_RECORDS FOR THE EXERCISE_.
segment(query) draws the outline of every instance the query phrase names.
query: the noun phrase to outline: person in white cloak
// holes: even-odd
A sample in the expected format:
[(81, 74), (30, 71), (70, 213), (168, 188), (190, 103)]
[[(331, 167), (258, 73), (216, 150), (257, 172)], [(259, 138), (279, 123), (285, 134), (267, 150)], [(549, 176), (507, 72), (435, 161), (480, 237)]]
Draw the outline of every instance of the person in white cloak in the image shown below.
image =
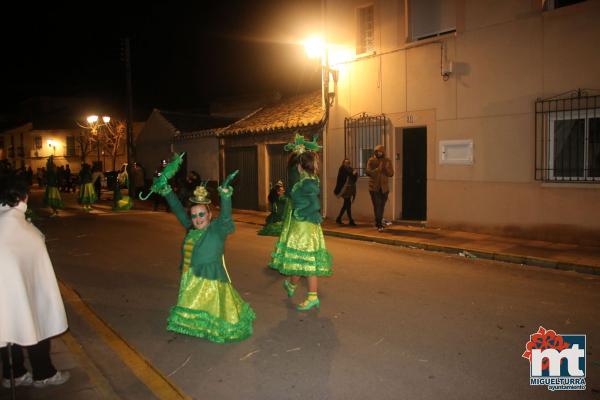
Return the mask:
[[(50, 338), (67, 330), (44, 235), (27, 219), (28, 187), (15, 176), (0, 181), (0, 353), (2, 386), (10, 387), (10, 344), (15, 386), (60, 385), (69, 372), (50, 359)], [(24, 365), (27, 350), (32, 372)]]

_YOUR ASSIGNMENT_. A word-for-word transcription of the listing is needed, minus its images.

_SOLUTION TO THE PROBLEM_.
segment(query) draws the outline of every instance the query phrase names.
query: the noun phrase to outline: person in white cloak
// holes: even-odd
A sample in the expected format:
[(81, 74), (30, 71), (70, 213), (168, 188), (190, 103)]
[[(331, 167), (258, 73), (216, 150), (257, 172)], [(259, 138), (279, 123), (285, 134), (267, 150)], [(549, 176), (507, 72), (435, 161), (480, 237)]]
Draw the outline of every instance of the person in white cloak in the image shown below.
image =
Return the mask:
[[(50, 338), (67, 330), (44, 235), (27, 219), (28, 187), (15, 176), (0, 181), (0, 353), (2, 386), (10, 387), (10, 344), (15, 386), (60, 385), (69, 372), (50, 359)], [(24, 365), (27, 350), (32, 372)]]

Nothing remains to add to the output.